▶ _Excerpted passage_
* begin *

You're not supposed to tell, dammit!
Dr George Friedman, chairman of the United States private sector intelligence company Stratfor, said the US had settled on WMD as a simple justification for the war and one which it expected the public would readily accept. Dr Friedman, in Australia on a business trip, said the US administration never wanted to explain the complex reasons for invading Iraq, keeping them from both the public and their closest supporters.
Revealing the grand plan to the public ahead time has its problems.
"That, primarily, was the fact that Saudi Arabia was facilitating the transfer of funds to al-Qaeda, was refusing to cooperate with the US and believed in its heart of hearts that the US would never take any action against them," he said. Dr Friedman said the September 11, 2001, terrorist attacks on the US prompted the strategy to hunt down al-Qaeda wherever it was to be found. But that proved exceedingly difficult. "The US was desperate. There were no good policy choices," he said. "Then the US turned to the question - we can’t find al-Qaeda so how can we stop the enablers of al-Qaeda."
We got to that question pretty quickly, too.
He said those enablers, the financiers and recruiters, existed in Pakistan and Saudi Arabia. But the Saudi government variously took the view that this wasn’t true or that they lacked the ability and strength to act, he said. Dr Friedman said in March last year, the Saudis responded to US pressure by asking the US to remove all its forces and bases from their territory. To their immense surprise, the US did just that, relocating to Qatar.
Hearts seized up all over the Magic Kingdom, they did.
He said Saudi Arabia and al-Qaeda shared a number of beliefs including that the US could not fight and win a war in the region and was casualty averse. There was a need to change that perception. But close by was Iraq, the most strategically located nation in the Middle East, bordering Saudi Arabia, Kuwait, Jordan, Turkey and Iran.
So much for the theory that Wolfowitz just threw a dart at the map.

* end *

▶ _Given exercise A_
Report every line of the records below that contains the string "chisel".

▶ _Raw records_
* begin *

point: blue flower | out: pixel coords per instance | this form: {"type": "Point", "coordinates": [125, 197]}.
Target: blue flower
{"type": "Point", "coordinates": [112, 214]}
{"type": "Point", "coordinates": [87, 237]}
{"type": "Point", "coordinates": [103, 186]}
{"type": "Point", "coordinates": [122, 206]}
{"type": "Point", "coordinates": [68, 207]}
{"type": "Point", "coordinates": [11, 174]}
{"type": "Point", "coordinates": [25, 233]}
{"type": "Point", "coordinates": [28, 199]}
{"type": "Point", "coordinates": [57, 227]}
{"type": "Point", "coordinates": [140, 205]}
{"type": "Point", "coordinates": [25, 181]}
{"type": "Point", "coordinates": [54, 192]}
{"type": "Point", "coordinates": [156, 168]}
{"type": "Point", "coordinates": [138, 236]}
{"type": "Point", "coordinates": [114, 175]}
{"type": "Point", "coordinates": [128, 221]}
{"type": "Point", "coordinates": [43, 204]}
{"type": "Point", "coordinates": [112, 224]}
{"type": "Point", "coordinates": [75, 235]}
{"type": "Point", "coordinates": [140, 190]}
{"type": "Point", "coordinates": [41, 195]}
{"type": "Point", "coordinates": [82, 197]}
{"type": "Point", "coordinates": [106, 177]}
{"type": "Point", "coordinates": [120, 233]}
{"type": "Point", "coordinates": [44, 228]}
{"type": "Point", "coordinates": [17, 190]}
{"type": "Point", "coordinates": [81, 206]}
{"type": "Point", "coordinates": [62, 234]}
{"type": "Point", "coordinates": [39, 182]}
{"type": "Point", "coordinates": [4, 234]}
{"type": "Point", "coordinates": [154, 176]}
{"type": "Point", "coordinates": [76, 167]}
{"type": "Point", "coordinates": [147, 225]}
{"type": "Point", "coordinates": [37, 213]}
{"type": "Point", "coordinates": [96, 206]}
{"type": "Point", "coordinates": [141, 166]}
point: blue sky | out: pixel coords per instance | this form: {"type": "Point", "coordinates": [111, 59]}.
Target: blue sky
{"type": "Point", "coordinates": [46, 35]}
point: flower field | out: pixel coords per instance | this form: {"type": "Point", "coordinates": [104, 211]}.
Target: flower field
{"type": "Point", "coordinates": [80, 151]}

* end *
* begin *

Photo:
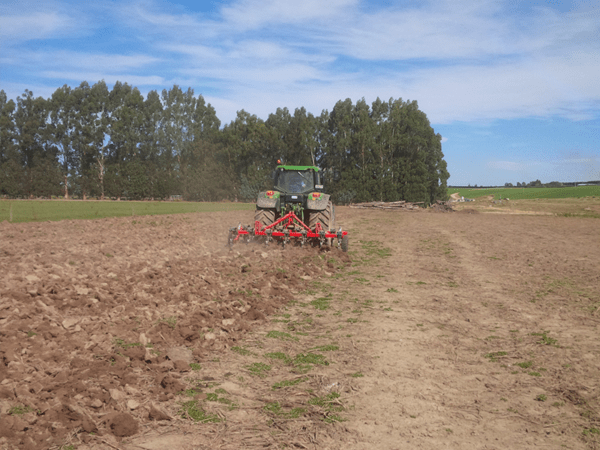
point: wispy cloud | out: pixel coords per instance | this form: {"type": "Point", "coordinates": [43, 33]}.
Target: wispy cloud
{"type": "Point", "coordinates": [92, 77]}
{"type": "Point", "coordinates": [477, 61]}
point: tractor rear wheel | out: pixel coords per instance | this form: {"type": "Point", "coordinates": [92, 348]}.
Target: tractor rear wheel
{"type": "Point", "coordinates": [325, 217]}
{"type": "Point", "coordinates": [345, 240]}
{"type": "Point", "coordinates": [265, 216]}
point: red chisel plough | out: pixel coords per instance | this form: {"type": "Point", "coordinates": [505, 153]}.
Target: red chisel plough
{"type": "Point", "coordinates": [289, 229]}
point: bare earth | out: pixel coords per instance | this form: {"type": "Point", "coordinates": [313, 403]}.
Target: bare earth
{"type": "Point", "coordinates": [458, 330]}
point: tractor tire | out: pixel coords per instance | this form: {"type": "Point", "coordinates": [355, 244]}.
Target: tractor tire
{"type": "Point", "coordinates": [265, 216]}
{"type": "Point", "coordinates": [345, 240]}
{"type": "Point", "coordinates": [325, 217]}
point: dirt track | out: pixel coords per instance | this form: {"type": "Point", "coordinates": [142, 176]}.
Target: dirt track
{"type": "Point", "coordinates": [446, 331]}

* end *

▶ _Given exercise B_
Set down the part of the excerpt above about the reasons for invading Iraq that runs between "We got to that" and "relocating to Qatar.", inclusive.

▶ _Task solution A_
point: red chisel plough | out: pixel coords per instance | this form: {"type": "Point", "coordinates": [505, 153]}.
Target: red chisel plough

▶ _Task solution B_
We got to that question pretty quickly, too.
He said those enablers, the financiers and recruiters, existed in Pakistan and Saudi Arabia. But the Saudi government variously took the view that this wasn’t true or that they lacked the ability and strength to act, he said. Dr Friedman said in March last year, the Saudis responded to US pressure by asking the US to remove all its forces and bases from their territory. To their immense surprise, the US did just that, relocating to Qatar.